**Provided records**
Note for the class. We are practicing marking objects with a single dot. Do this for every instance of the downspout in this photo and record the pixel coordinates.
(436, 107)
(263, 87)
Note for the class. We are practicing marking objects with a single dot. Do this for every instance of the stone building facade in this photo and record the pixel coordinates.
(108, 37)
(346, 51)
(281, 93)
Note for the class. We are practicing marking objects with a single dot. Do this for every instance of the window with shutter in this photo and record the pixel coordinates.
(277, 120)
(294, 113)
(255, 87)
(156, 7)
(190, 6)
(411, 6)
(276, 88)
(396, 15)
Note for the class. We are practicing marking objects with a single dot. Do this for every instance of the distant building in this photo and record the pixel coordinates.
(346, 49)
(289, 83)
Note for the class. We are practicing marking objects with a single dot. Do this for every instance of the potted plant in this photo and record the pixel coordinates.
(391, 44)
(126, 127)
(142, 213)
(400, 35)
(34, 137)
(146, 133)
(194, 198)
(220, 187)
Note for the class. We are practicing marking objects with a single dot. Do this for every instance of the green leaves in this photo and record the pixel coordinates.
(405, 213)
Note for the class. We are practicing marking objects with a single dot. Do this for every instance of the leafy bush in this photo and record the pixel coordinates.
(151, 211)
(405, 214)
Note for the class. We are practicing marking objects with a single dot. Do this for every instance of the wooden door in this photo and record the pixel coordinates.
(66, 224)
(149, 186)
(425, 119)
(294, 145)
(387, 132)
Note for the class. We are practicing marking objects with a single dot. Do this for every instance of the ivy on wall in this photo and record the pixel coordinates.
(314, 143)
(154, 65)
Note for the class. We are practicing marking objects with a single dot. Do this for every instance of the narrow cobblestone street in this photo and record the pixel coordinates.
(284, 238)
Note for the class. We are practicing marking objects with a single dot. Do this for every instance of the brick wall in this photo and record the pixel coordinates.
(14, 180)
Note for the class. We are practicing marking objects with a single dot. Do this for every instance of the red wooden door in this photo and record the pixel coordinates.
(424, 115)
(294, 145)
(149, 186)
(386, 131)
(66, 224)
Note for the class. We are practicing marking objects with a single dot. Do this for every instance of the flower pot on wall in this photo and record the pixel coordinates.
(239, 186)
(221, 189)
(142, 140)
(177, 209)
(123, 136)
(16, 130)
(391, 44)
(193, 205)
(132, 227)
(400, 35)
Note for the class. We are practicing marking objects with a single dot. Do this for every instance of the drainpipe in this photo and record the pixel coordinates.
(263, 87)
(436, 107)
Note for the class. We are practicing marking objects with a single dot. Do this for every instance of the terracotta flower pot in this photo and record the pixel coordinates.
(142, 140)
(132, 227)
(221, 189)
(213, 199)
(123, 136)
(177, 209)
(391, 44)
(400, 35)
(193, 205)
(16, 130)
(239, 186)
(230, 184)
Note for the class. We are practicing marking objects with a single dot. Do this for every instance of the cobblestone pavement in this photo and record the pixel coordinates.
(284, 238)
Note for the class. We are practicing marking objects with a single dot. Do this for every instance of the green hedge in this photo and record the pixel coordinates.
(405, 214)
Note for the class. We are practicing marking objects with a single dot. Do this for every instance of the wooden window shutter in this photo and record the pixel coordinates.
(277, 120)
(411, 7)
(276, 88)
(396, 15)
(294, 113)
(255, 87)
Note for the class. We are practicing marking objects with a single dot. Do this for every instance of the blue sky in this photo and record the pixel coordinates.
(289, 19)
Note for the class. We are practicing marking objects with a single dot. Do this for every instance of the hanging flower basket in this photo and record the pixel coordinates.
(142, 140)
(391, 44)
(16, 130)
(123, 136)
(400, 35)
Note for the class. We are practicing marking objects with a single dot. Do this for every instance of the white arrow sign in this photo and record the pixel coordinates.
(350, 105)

==

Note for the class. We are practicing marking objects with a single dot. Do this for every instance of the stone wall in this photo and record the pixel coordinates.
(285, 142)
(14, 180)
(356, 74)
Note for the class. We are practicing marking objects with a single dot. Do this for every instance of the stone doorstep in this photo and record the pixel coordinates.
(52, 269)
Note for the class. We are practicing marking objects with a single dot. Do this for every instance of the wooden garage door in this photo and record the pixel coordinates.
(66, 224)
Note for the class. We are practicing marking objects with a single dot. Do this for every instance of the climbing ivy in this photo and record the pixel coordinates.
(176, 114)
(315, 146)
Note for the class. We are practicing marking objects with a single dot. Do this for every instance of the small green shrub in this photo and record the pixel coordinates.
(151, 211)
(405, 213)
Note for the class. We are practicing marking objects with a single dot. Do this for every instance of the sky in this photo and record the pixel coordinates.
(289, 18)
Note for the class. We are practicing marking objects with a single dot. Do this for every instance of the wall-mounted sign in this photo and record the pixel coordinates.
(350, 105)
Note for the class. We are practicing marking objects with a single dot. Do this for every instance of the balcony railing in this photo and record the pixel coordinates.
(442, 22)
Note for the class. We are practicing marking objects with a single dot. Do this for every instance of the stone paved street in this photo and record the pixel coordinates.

--

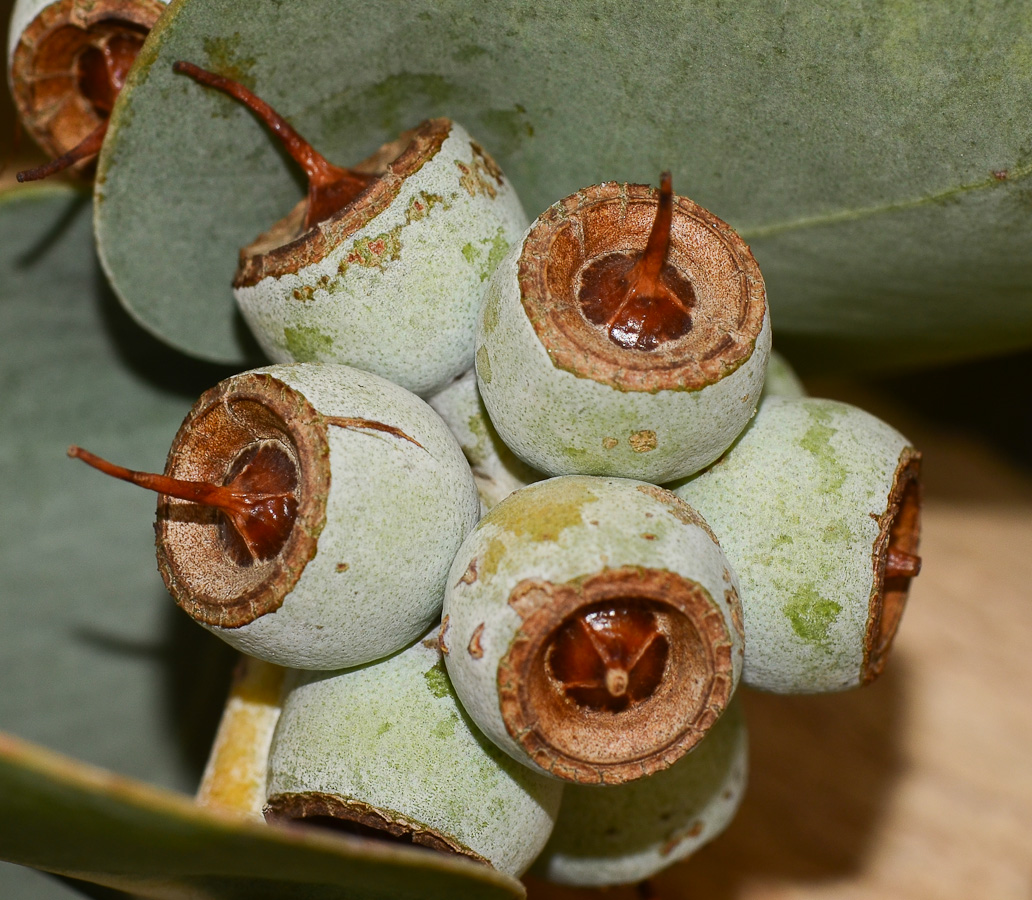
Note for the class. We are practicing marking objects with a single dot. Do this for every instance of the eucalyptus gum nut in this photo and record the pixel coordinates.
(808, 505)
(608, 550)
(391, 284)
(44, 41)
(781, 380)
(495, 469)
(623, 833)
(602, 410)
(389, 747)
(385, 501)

**Your task**
Pick out every line in the entries above that contains the word "wooden", treating uppercase and lowercase letters as different.

**Solved problem**
Note for the class. We are practicing marking objects with a single dot. Do this for every instance of the wooden door in this photo and record the pixel coordinates.
Note for the class. We are practicing marking objects with a single dot. Do this for every instance of the red wooden door in this photo and record the pixel coordinates.
Note for the class. We are practicing marking objects with a single dot. Do this for every instance of the wooden window shutter in this photo and record the pixel coordinates.
Note for the class. We are practicing marking objects with a single dot. Do this for every instance of the wooden garage door in this photo and record the pixel coordinates.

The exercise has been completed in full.